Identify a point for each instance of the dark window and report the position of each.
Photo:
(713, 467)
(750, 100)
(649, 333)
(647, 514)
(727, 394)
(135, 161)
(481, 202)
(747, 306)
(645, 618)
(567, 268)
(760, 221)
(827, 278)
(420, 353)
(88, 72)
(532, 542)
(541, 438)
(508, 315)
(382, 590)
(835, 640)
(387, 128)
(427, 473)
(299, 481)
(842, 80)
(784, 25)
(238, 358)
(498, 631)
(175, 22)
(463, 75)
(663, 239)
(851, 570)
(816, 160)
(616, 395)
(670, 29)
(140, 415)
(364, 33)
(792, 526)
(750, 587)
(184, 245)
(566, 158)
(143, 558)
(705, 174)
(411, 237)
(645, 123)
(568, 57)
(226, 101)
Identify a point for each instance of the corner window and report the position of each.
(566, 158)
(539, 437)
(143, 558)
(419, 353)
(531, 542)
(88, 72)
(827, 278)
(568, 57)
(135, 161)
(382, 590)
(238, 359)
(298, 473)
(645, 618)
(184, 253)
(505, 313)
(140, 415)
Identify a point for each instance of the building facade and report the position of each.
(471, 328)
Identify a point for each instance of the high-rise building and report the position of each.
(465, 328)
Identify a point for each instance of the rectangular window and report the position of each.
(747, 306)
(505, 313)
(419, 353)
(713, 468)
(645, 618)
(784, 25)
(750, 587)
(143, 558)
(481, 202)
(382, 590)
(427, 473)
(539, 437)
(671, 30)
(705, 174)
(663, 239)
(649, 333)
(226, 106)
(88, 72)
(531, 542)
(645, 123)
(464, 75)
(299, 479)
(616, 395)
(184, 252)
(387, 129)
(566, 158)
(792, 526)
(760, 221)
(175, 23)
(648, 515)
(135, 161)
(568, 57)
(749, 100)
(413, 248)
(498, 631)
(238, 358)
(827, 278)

◆ ◆ ◆ ◆

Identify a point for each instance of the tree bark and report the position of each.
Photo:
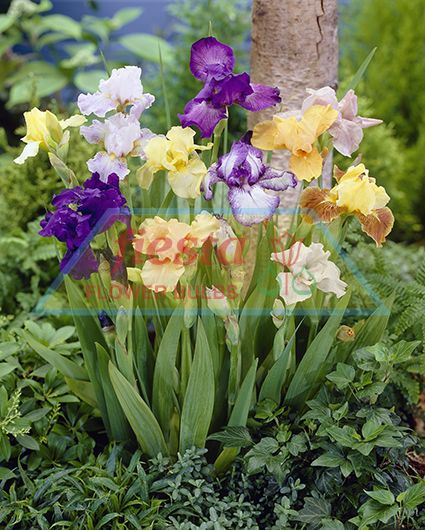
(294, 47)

◆ ◆ ◆ ◆

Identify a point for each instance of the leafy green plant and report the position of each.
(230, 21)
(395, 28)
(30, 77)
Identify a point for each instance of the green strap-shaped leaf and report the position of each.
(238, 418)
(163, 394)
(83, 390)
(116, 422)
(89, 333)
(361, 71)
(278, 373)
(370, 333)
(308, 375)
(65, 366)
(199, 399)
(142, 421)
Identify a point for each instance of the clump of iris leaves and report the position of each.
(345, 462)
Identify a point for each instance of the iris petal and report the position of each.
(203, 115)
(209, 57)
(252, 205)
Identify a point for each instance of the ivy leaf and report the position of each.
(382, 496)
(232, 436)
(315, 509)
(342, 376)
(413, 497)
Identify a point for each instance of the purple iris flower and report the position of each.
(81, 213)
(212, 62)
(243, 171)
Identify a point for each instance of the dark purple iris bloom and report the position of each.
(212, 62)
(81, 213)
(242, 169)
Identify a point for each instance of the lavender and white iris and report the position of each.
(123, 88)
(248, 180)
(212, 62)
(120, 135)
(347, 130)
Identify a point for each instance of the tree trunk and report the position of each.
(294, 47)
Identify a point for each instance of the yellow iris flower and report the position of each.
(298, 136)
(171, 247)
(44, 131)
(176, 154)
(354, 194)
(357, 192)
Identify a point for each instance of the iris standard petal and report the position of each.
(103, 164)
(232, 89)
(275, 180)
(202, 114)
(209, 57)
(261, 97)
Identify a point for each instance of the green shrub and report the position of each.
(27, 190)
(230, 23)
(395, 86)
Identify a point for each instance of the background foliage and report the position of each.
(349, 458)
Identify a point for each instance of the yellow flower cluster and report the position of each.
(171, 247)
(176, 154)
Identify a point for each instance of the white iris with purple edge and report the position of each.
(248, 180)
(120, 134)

◆ ◆ ◆ ◆

#### [수행 과제]
위 목록에서 문자열 "purple"이(가) 포함된 줄의 수를 세고 그 수만 쓰시오. 대소문자는 구분한다.

#### [과제 결과]
3